EXERCISE GOAL — Quote the lines of the material below, starting at the line that contains "Query: white flower in wreath" and continuing through the final line of the material.

EXERCISE DATA —
####################
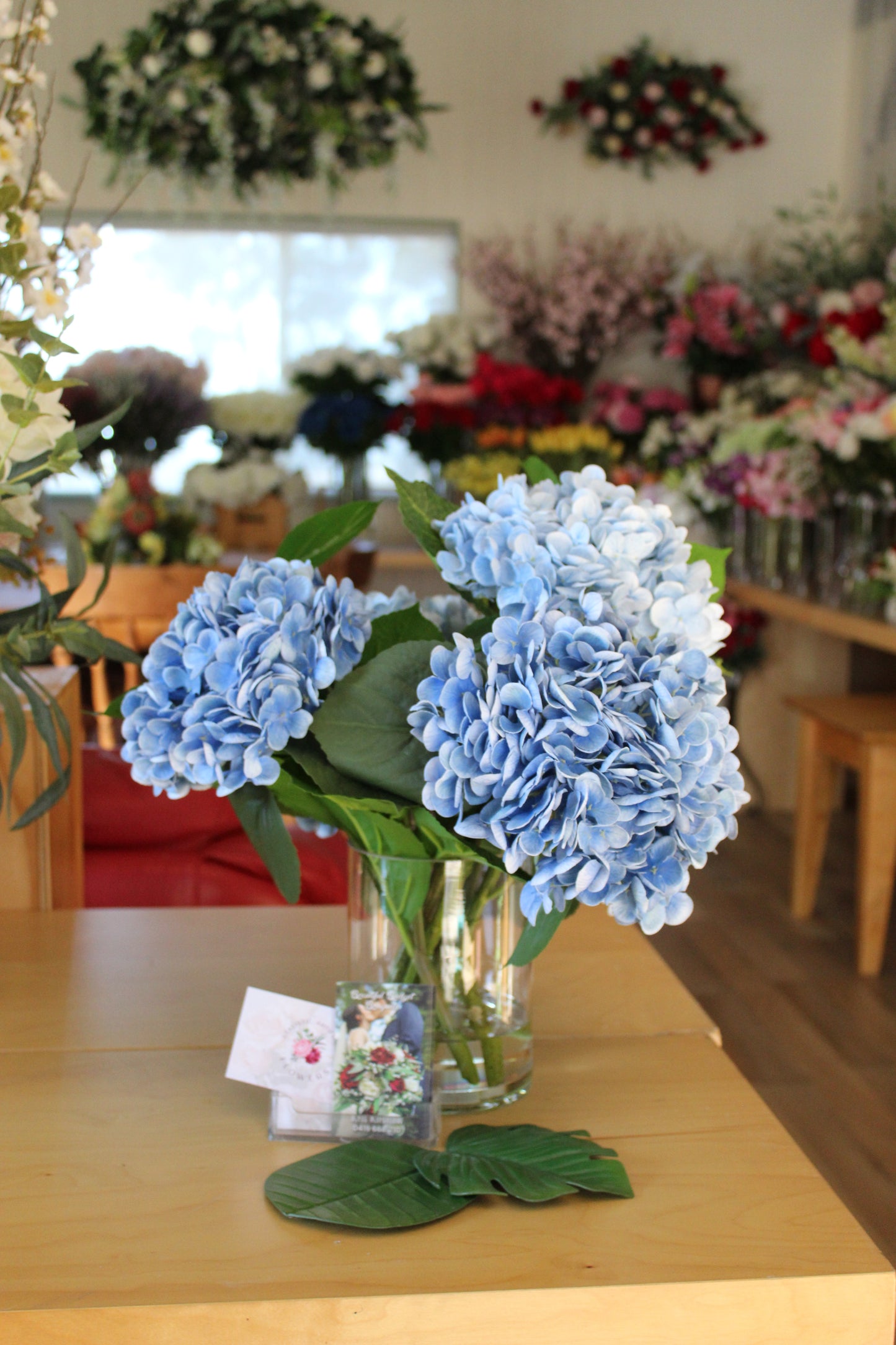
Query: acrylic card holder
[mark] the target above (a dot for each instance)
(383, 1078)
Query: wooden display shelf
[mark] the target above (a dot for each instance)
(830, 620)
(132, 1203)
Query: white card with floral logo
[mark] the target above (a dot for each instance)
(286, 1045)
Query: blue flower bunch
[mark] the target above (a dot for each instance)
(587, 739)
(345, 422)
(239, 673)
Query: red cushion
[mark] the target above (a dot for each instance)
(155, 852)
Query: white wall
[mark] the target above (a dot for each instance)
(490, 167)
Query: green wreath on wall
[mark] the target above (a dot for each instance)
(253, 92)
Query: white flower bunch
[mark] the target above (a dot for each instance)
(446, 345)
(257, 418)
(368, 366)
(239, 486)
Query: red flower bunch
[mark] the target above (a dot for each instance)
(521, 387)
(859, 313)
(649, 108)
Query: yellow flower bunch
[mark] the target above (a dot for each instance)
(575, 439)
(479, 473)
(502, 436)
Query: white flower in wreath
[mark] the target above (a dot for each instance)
####################
REPLY —
Query: white flower in wreath
[mark] the target above (a dot for each instance)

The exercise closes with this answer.